Ejercicio dado a: Imprime tal cual el pasaje del texto sobre Sed de mal que arranca en las palabras "El acontecimiento que" y termina con "diferentes versiones mutiladas.".

Texto de la página:

::::::::::

Orson Welles, en la piel del siniestro detective Hank Quinlan.

Por Luciano Monteagudo

Allá por 1958, Sed de mal significó no sólo el regreso de Orson Welles a los estudios de Hollywood (después de más de diez años de ausencia) sino también su despedida definitiva de una ciudad que antes de El ciudadano lo recibió como a un rey y luego lo trató como a un mendigo. La película fue estrenada por la compañía Universal con quince minutos menos de los que Welles había previsto originalmente, con algunas retomas agregadas por otro realizador (Harry Keller) y con un montaje de imagen y sonido que no respondía a las indicaciones que el propio Welles había estipulado en un minucioso memorándum de 58 páginas que permaneció oculto durante décadas, hasta que el crítico norteamericano Jonathan Rosenbaum lo exhumó en diversas publicaciones, hacia 1992. Fue a partir de este memo que se puso en marcha esta nueva versión de Touch of Evil, editada por el especialista Walter Mürch según las instrucciones de Welles y que le devuelve a la película su estatura de obra maestra indiscutible.
El acontecimiento que representa el relanzamiento internacional de Sed de mal excede el marco de lo que habitualmente se entiende por la “restauración” de un clásico (una práctica muy común en Estados Unidos y Europa, de la cual Buenos Aires sigue estando al margen, al punto que la representación local de la distribuidora United International Pictures resolvió no re-estrenar las nuevas versiones de Vértigo y La ventana indiscreta, de Alfred Hitchcock). En el caso de Touch of Evil parecería más justo hablar de “renacimiento” antes que de restauración o reconstrucción, porque efectivamente hay toda una vida nueva en el film de Welles, que hasta ahora había circulado no demasiado y en diferentes versiones mutiladas.

::::::::::

Datos a usar:
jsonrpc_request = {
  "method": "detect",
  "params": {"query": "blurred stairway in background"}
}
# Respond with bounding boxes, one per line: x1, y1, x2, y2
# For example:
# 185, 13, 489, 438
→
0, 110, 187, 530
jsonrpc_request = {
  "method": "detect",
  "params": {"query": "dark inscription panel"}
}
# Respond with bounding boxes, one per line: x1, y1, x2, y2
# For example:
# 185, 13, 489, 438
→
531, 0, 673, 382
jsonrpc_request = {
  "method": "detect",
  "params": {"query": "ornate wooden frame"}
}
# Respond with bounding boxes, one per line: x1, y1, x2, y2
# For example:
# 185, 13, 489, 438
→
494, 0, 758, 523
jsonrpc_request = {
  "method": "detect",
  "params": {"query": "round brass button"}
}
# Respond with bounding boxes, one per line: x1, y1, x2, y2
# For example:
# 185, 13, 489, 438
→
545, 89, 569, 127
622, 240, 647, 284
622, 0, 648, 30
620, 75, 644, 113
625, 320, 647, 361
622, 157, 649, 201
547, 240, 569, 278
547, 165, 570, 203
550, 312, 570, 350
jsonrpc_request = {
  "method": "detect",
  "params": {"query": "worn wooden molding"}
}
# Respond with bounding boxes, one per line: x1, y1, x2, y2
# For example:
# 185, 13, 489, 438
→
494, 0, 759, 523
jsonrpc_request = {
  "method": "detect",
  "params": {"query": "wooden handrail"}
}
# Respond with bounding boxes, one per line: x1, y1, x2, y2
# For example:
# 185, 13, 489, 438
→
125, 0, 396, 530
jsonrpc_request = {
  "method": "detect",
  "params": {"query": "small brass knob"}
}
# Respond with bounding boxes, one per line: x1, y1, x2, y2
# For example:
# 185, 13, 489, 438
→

::::::::::

Ejercicio dado b: En las filas de datos, desde la primera hasta la que contiene "0, 110, 187, 530" (ambas incluidas), cambia "stairway" por "staircase". Devuelve solo esas filas, sin modificar nada más.

Salida completa a:
El acontecimiento que representa el relanzamiento internacional de Sed de mal excede el marco de lo que habitualmente se entiende por la “restauración” de un clásico (una práctica muy común en Estados Unidos y Europa, de la cual Buenos Aires sigue estando al margen, al punto que la representación local de la distribuidora United International Pictures resolvió no re-estrenar las nuevas versiones de Vértigo y La ventana indiscreta, de Alfred Hitchcock). En el caso de Touch of Evil parecería más justo hablar de “renacimiento” antes que de restauración o reconstrucción, porque efectivamente hay toda una vida nueva en el film de Welles, que hasta ahora había circulado no demasiado y en diferentes versiones mutiladas.

Salida completa b:
jsonrpc_request = {
  "method": "detect",
  "params": {"query": "blurred staircase in background"}
}
# Respond with bounding boxes, one per line: x1, y1, x2, y2
# For example:
# 185, 13, 489, 438
→
0, 110, 187, 530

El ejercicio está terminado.